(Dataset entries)
★ ★ ★
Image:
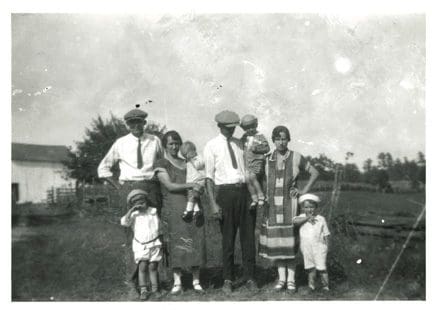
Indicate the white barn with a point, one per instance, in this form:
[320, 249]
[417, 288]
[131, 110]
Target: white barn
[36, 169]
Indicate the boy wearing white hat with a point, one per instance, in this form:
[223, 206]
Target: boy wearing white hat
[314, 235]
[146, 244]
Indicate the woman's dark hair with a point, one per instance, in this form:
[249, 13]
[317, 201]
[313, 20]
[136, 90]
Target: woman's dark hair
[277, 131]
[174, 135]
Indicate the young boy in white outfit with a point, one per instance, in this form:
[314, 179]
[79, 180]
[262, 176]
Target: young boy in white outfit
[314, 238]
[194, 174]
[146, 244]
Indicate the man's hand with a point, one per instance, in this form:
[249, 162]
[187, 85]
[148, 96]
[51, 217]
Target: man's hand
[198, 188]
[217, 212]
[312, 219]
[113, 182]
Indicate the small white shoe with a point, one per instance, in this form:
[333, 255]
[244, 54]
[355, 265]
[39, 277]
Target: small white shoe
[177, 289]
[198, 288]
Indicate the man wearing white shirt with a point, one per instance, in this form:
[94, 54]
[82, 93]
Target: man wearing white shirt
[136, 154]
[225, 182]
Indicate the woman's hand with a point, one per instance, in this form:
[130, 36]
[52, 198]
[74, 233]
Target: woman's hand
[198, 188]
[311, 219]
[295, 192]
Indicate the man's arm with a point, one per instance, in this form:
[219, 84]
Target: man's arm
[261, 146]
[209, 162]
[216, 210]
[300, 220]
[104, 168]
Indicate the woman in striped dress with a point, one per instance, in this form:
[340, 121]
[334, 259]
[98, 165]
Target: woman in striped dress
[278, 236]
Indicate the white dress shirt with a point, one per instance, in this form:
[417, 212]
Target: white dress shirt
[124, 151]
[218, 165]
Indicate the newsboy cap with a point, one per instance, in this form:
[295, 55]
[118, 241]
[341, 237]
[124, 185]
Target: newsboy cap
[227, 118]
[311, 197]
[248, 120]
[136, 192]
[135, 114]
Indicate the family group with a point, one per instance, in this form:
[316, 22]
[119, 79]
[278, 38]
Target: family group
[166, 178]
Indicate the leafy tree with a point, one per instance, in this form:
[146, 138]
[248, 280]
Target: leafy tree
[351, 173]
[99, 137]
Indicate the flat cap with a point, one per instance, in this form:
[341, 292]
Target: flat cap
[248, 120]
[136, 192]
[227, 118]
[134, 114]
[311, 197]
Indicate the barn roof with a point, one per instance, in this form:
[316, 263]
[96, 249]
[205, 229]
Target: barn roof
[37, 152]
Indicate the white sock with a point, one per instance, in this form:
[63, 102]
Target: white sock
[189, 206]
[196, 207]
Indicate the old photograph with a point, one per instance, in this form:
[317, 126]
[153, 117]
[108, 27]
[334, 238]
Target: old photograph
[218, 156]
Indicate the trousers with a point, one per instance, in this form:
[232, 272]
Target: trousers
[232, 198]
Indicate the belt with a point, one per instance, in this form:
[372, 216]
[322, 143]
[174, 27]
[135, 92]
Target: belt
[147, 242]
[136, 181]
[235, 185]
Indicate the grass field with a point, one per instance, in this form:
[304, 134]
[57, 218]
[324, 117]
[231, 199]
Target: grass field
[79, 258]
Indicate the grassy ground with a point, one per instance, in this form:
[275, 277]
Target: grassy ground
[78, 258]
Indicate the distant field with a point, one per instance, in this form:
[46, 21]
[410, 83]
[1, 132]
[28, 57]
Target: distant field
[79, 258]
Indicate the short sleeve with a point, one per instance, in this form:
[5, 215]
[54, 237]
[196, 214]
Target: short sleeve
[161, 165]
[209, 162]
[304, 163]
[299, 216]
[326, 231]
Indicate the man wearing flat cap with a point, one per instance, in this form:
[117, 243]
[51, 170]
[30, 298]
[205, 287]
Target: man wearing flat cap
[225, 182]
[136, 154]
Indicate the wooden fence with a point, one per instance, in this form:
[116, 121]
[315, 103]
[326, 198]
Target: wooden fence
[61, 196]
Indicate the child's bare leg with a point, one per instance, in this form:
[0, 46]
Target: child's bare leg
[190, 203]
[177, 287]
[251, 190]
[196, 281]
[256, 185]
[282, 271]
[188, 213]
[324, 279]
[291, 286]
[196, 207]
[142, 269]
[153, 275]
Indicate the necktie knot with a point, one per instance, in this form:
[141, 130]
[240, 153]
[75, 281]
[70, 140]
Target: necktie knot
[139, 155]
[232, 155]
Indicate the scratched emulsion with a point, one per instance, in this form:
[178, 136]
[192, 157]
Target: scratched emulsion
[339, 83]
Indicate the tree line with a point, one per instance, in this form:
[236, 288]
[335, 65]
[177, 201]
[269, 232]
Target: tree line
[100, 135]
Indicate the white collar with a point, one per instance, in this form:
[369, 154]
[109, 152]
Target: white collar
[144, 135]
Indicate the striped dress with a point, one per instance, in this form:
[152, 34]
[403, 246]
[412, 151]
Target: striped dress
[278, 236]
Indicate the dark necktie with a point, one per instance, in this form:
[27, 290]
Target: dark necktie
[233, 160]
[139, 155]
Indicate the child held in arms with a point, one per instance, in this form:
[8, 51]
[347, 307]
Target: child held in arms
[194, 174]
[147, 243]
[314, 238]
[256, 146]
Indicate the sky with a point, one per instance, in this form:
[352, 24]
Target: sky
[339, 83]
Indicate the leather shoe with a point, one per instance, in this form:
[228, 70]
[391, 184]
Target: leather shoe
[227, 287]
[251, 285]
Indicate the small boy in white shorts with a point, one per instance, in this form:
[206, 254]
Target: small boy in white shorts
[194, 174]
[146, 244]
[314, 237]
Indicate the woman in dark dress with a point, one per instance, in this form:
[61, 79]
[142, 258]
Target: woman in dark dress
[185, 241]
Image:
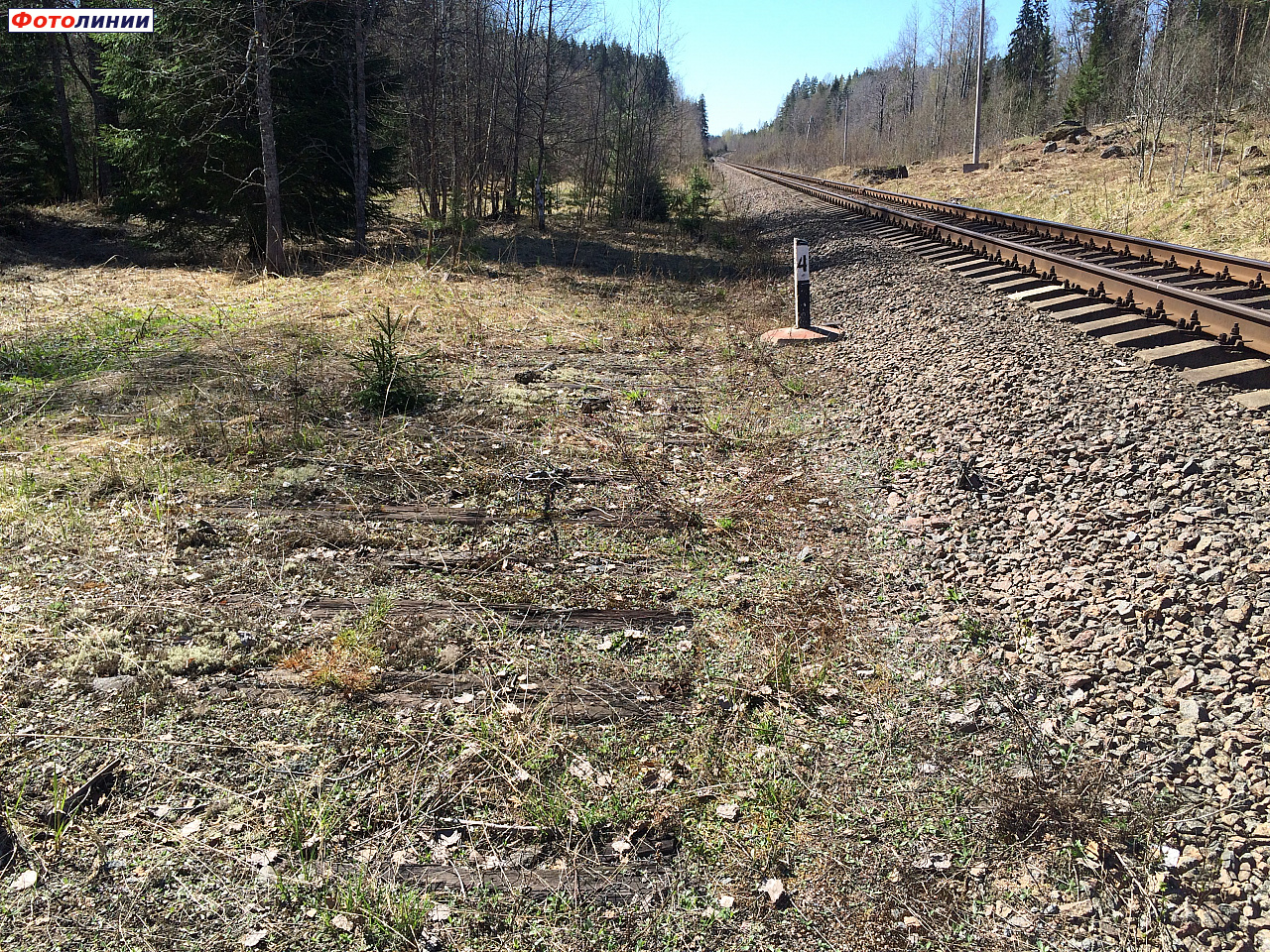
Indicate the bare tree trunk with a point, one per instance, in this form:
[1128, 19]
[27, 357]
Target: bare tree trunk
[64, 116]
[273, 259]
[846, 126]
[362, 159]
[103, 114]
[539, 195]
★ ★ ★
Give all the lines above again, character for character, without pictures.

EXERCISE SOLUTION:
Image:
Indicate the white barn with a point, one per instance, in this form:
[320, 249]
[417, 288]
[131, 110]
Target: white barn
[36, 169]
Indicate the boy wearing white hat with a point, one per instance, in this form:
[223, 206]
Target: boy wearing white hat
[314, 235]
[146, 244]
Indicate the woman's dark hair with a point, one per instance, in this form:
[249, 13]
[317, 201]
[313, 20]
[136, 90]
Target: woman's dark hair
[277, 131]
[174, 135]
Indicate the young boy in white outfit with a point, one per instance, in this form:
[314, 179]
[79, 180]
[262, 176]
Target: young boy in white outfit
[314, 238]
[194, 174]
[146, 244]
Indicate the man's hand with a point, one per instance, in this form:
[249, 162]
[187, 85]
[148, 96]
[51, 217]
Target: man's hand
[198, 188]
[217, 212]
[312, 219]
[113, 182]
Indicate the small white shoe with a point, one per instance, in this form:
[333, 255]
[244, 54]
[355, 265]
[39, 277]
Target: small white shoe
[177, 289]
[198, 288]
Indicate the man wearing white shirt with a point, one per instance, in this form:
[94, 54]
[82, 93]
Target: man wearing white shirt
[136, 154]
[225, 182]
Indicate the woman's hand with a point, one per instance, in this form:
[130, 36]
[52, 198]
[74, 233]
Target: woman's hand
[198, 188]
[311, 219]
[295, 192]
Indicate the man's arm with a point, one per instance, in this form:
[219, 84]
Target: man's arm
[261, 146]
[209, 162]
[216, 210]
[300, 220]
[104, 168]
Indicate the woman in striped dress with a point, one per instance, in this form:
[340, 121]
[334, 259]
[98, 165]
Target: woman in striped dress
[278, 236]
Indicate the white dress shirt with a point, one per instance, in this form:
[417, 212]
Target: white dress shirt
[124, 151]
[218, 165]
Indicate the newsboy cap with a point, one per instance, in this form:
[295, 55]
[118, 241]
[341, 237]
[124, 185]
Target: newsboy cap
[227, 118]
[311, 197]
[248, 120]
[136, 192]
[135, 114]
Indicate the family group with a point, one per instance, in this form:
[316, 22]
[119, 79]
[278, 38]
Target: family group
[166, 178]
Indicate the leafy tree with a point, one per instance, in this form:
[146, 138]
[248, 280]
Target: leafy tree
[351, 173]
[99, 137]
Indicate the flat cap with a point, one per instance, in this form:
[341, 292]
Target: flat cap
[248, 120]
[136, 192]
[227, 118]
[134, 114]
[311, 197]
Indicate the barn roof with a point, one per instance, in this form:
[316, 263]
[96, 249]
[205, 229]
Target: barn roof
[37, 152]
Indicate the white sock with a point, one per instance, in this form:
[63, 102]
Target: white sock
[189, 206]
[196, 207]
Indicate the old photograph with a point, one per instance, in this form:
[317, 126]
[153, 117]
[108, 27]
[334, 238]
Target: old photograph
[218, 156]
Indicate the trousers with a point, one per instance, in this form:
[232, 272]
Target: trousers
[232, 198]
Indicate the belt with a point, one per instance, in this form:
[372, 216]
[322, 143]
[174, 27]
[135, 92]
Target: belt
[147, 242]
[136, 181]
[235, 185]
Indicate the grass field with a point, one per instance, in this form:
[304, 134]
[57, 218]
[324, 117]
[231, 199]
Target: grass field
[79, 258]
Indicate the grassy ground with a point, one per instance, in this form:
[275, 277]
Target: grassy ground
[78, 258]
Indicate the distant field with a point, one per instance, in this form:
[46, 21]
[410, 83]
[1, 132]
[28, 57]
Target: distant field
[79, 258]
Indicate the short sleeve with a point, one per instance, in this form:
[5, 215]
[54, 237]
[196, 214]
Target: short sleeve
[161, 165]
[209, 162]
[304, 163]
[299, 216]
[326, 231]
Indicate the man wearing flat cap with a point, one per instance, in this form:
[117, 243]
[51, 170]
[30, 298]
[205, 287]
Target: man wearing flat cap
[225, 182]
[136, 154]
Indicate the wooden fence with a point, one per instance, in this form:
[116, 121]
[315, 103]
[326, 198]
Target: wooden fence
[61, 196]
Indicate the child's bare leg with a point, one per instance, in this form:
[0, 46]
Target: child's bare leg
[190, 203]
[177, 287]
[251, 190]
[196, 281]
[256, 185]
[282, 271]
[188, 213]
[324, 279]
[291, 286]
[196, 207]
[142, 269]
[153, 275]
Indicate the necktie knot with a point, one per instance, in this form:
[141, 130]
[240, 153]
[75, 281]
[70, 140]
Target: necktie knot
[139, 155]
[232, 155]
Indicate the scratched emulsion with a point, one per instance, in this form:
[178, 136]
[192, 157]
Target: scratched emulsion
[339, 83]
Indicate the tree line with a point, one per instance, in this form:
[236, 288]
[335, 65]
[177, 201]
[269, 232]
Target: tree line
[100, 135]
Indicate the white collar with a point, one per instance, in this form:
[369, 154]
[109, 152]
Target: white collar
[144, 135]
Indicate the striped dress with a point, one per instance, in this form:
[152, 34]
[403, 246]
[412, 151]
Target: striped dress
[278, 236]
Indicate the dark necktie with a point, one per instance, in this form:
[27, 290]
Target: dark necktie
[233, 160]
[139, 155]
Indicate the child held in arms with a point, one per instance, in this form:
[8, 51]
[347, 307]
Target: child held in arms
[194, 174]
[147, 243]
[314, 238]
[256, 146]
Indicate the sky with a point, one per instance, in this form:
[352, 24]
Target: sky
[339, 83]
Indicate the leather shoe with a point, one per instance, in this form:
[228, 70]
[391, 184]
Target: leather shoe
[227, 287]
[251, 285]
Indicate the small boy in white shorts with a point, one per instance, in this form:
[206, 254]
Target: small boy in white shorts
[194, 174]
[146, 244]
[314, 237]
Indicate the woman in dark dress with a point, one per instance, in this form:
[61, 79]
[142, 258]
Target: woman in dark dress
[185, 241]
Image:
Indicate the bare tree trunk with a point, one per instance, in this form:
[1128, 19]
[27, 357]
Target: bare tree trunk
[64, 116]
[273, 259]
[846, 126]
[362, 159]
[103, 114]
[539, 195]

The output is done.